#!/bin/bash

# usage : bible.sh $languages $data_type
# data_type : mono or para or mono,para
# download and processed bible data
# Transform (tokenize, lower and remove accent, loard code and vocab, learn and apply BPE tokenization,
# binarize...) our data contained in the text files into a pth file understandable by the framework : 
# takes a lot of time with dataset size, nCodes and shuf_n_samples

set -e

# languages 
lgs=$1
       
# path containing the csvs folder
# zip_file_link (csvs) = https://drive.google.com/file/d/1NuSJ-NT_BsU1qopLu6avq6SzUEf6nVkk/view?usp=sharing
# download and unzip in $csv_path
csv_path=/content

# where to store the txt files
output_dir=/content/data

# path where processed files will be stored
OUTPATH=/content/processed

# If parallel data is available and you need to preprocess it
PARA=True
# If you want to process monolingual data (if the monolingual data is unavailable and you 
# leave this parameter set to True, the parallel data will be used to build the monolingual data)
MONO=True    
# folder containing the parallel data
PARA_PATH=$output_dir
# folder containing the monolingual data
MONO_PATH=$output_dir
# whether all languages should share the same vocabulary (leave to True)
SAME_VOCAB=True    
# The following parameter allows, when having independent monolingual and parallel data, to add the parallel data to the monolingual data. It is left by default to True.

* **Provided material**

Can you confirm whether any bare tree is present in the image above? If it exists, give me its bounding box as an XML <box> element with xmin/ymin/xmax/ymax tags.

* **To-do list**
1 > Answer these questions from the bible.sh script, one line each, marked like the questions.
(a) What path is csv_path set to?
(b) In what path will the processed files be stored?
(c) According to its comment, what value should SAME_VOCAB be left at?
2 > From the bible.sh script, give again the part starting at "# path where" and ending at "(leave to True)", and substitute "data_dir" for every "output_dir".
3 > Resume the bible.sh script after its final line.

* **Results for each task**
1 >
(a) /content
(b) /content/processed
(c) True

2 >
# path where processed files will be stored
OUTPATH=/content/processed

# If parallel data is available and you need to preprocess it
PARA=True
# If you want to process monolingual data (if the monolingual data is unavailable and you 
# leave this parameter set to True, the parallel data will be used to build the monolingual data)
MONO=True    
# folder containing the parallel data
PARA_PATH=$data_dir
# folder containing the monolingual data
MONO_PATH=$data_dir
# whether all languages should share the same vocabulary (leave to True)

3 >
add_para_data_to_mono_data=False

# Learn nCodes BPE code on the training data
nCodes=20000
# Generating shuf_n_samples random permutations of training data to learn bpe
shuf_n_samples=10000 
# It is preferable and advisable that it be the powers of two...
threads_for_tokenizer=16 
# Percentage of data to use as test data (%)
test_size=10 
# Percentage of data to use as validation data (%)
val_size=10              

# tools paths
TOOLS_PATH=tools
TOKENIZE=$TOOLS_PATH/tokenizer_our.sh
LOWER_REMOVE_ACCENT=$TOOLS_PATH/lowercase_and_remove_accent.py
FASTBPE=$TOOLS_PATH/fastBPE/fast
#PROCESSED_FILE=../scripts/build_meta_data_multixlm.sh

# The n_sample parameter is optional, and when it is not passed or when it exceeds the dataset size, the whole dataset is considered
n_samples=-1
# If you don't have any other data to fine-tune your model on a specific sub-task, specify the percentage of the sub-task metadata to consider or -1 to ignore it.
#sub_tasks=en-fr:10,de-en:-1,de-fr:-1
#If you want the subtasks to be constructed from the pair combinations of your languages, put the three dots
sub_tasks=...
tasks_n_samples=-1

##############################################

 
function abrev() {
    if [[ $1 = "Francais" ]]; then
        result="fr"
    elif [[ $1 = "Anglais" ]]; then
        result="en"
    elif [[ $1 = "KALATA_KO_SC_Gbaya" ]] || [[ $1 = "KALATA_KO_DC_Gbaya" ]]; then
        result="Gbay"
    elif [[ $1 = "BIBALDA_TA_PELDETTA" ]]; then
        result="MASS"
    elif [[ $1 = "MKPAMAN_AMVOE_Ewondo" ]]; then
        result="Ewon"
    else
        length=${#1}
        if [[ $length -le 4 ]]; then
            result=$1
        else
            result=$(echo $1 | cut -c1-4)
        fi
    fi
}

if [ $sub_tasks="..." ]; then
    sub_tasks=""
	IFS=', ' read -r -a langs_array <<< "$lgs"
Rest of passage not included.